Problem to work on -
Take the lines below between the one holding "Target: dark storm cloud" and the one holding "Target: black picture frame", inclusive, and copy them exactly. Add nothing.

Recorded data -

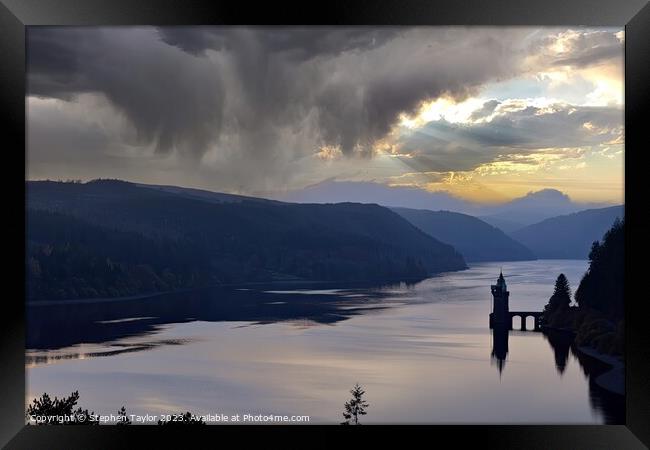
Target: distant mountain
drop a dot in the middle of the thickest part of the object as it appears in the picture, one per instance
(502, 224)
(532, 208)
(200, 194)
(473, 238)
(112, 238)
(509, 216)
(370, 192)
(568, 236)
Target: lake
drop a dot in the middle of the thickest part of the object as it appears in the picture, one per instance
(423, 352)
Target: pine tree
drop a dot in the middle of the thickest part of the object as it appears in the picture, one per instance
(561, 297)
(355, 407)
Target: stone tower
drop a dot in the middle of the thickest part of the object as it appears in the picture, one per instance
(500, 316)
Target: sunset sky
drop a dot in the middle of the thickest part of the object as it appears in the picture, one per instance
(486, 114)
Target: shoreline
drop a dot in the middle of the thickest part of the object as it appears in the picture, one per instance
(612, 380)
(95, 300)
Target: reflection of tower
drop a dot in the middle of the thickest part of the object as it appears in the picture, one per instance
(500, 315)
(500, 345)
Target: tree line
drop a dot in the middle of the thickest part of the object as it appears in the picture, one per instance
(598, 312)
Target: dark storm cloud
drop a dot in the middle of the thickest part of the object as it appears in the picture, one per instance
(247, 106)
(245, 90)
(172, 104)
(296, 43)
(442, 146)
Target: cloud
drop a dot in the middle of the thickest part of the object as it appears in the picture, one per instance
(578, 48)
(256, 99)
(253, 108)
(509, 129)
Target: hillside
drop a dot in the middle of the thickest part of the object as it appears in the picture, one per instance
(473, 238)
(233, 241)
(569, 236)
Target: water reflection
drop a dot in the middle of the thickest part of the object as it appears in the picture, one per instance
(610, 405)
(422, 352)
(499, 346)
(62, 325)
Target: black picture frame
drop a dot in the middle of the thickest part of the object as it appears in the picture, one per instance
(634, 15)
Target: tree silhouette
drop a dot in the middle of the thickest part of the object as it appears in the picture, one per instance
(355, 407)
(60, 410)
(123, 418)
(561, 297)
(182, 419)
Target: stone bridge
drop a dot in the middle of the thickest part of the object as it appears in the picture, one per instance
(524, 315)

...

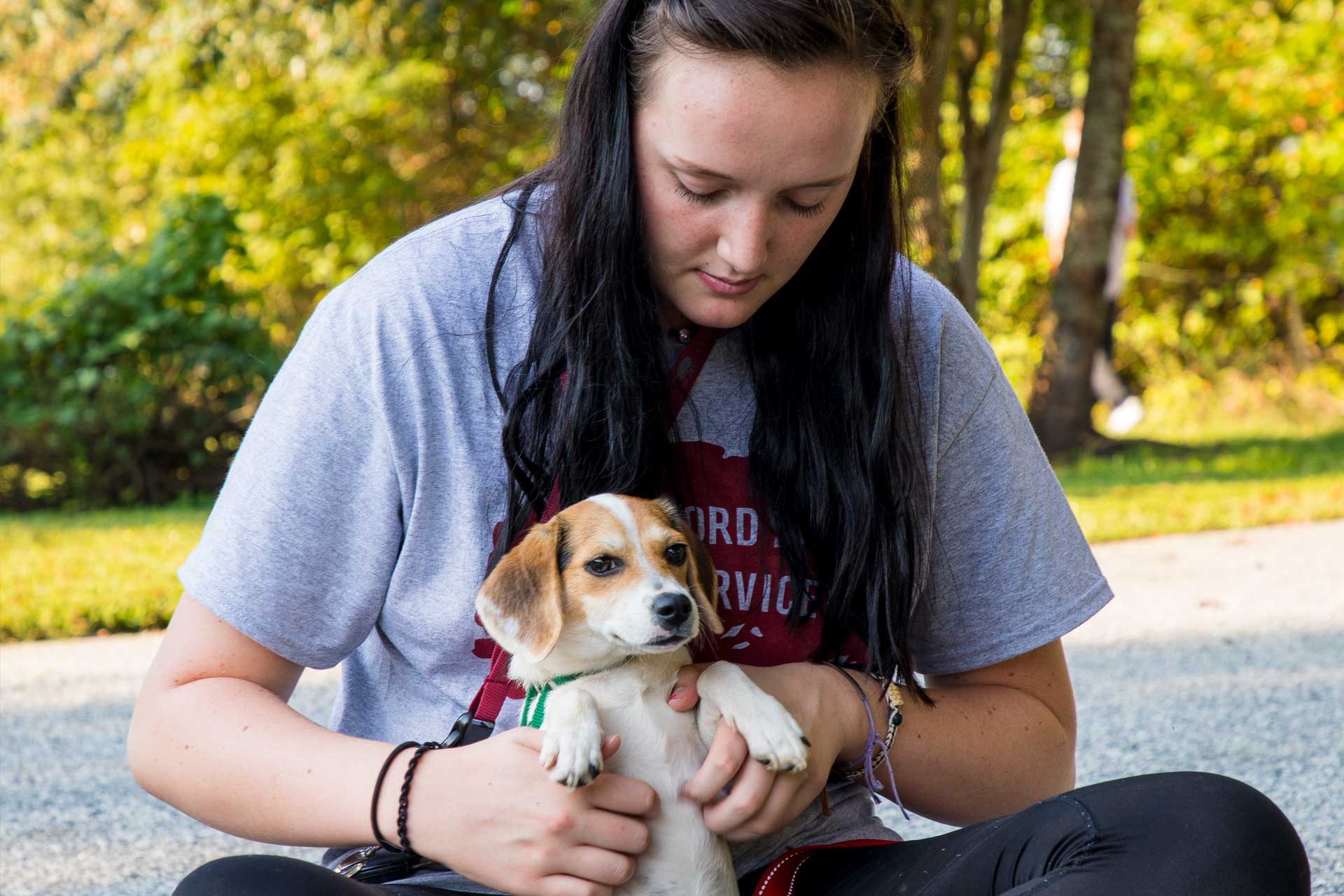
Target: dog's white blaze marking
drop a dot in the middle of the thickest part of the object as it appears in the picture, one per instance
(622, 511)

...

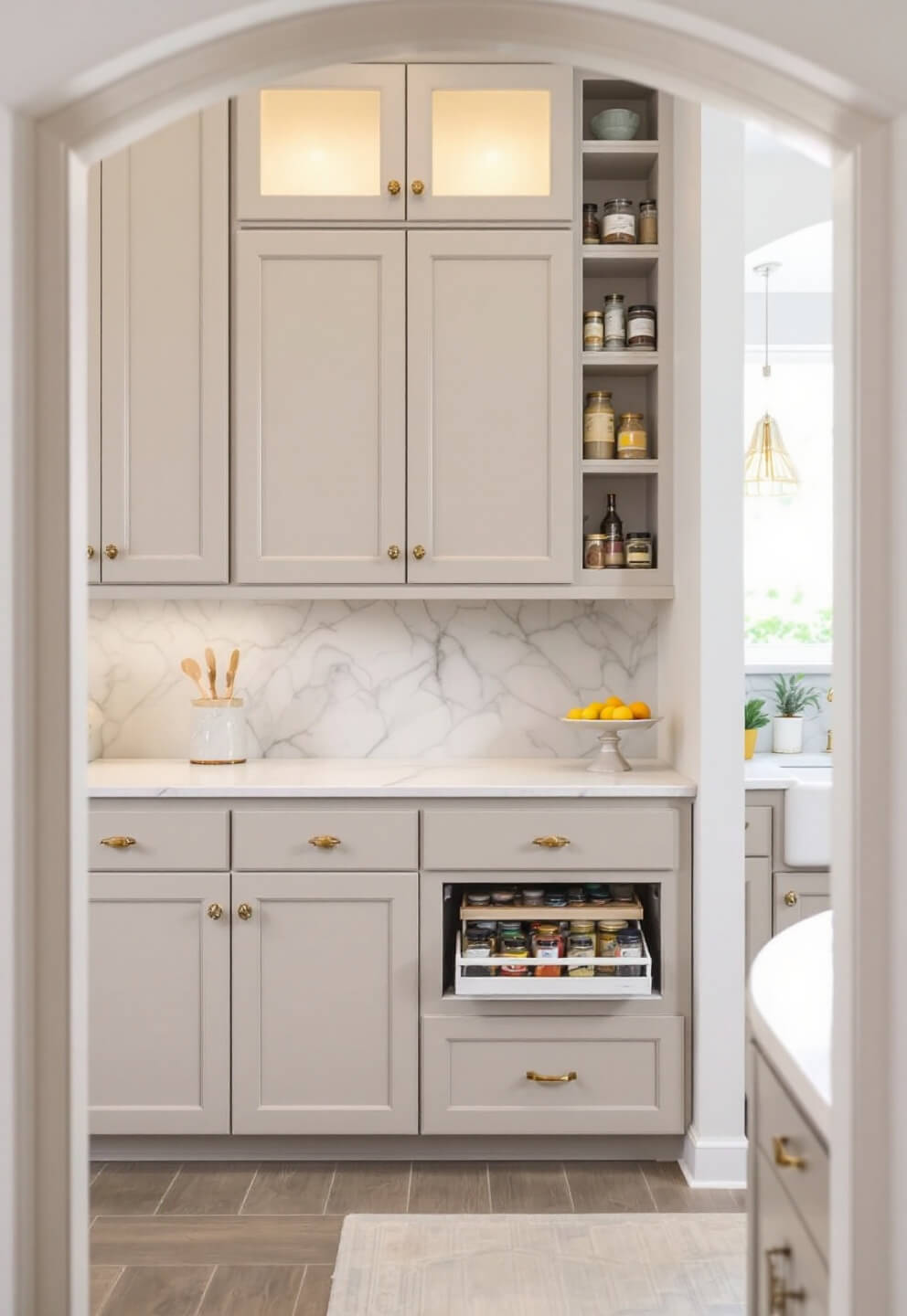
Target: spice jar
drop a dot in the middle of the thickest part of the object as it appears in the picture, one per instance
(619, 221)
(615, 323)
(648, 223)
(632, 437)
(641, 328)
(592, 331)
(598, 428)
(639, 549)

Solution to the exercise -
Target: dark storm cloud
drop a dot in the middle of the thickest part of the object as it appears in the picture, one per instance
(247, 106)
(245, 90)
(172, 104)
(296, 43)
(442, 146)
Target: cloud
drop a dot in the middle of the thickest part of the object as it appears in the picture, one per instance
(578, 48)
(256, 99)
(253, 108)
(509, 129)
Target: hillside
drop a dot in the middle of the thickest part of the object as it appears in the picture, one per instance
(473, 238)
(233, 241)
(569, 236)
Target: water reflection
drop a dot in the middle of the thickest part of the object as it appears in the picture, one per instance
(610, 405)
(422, 352)
(499, 346)
(62, 325)
Target: black picture frame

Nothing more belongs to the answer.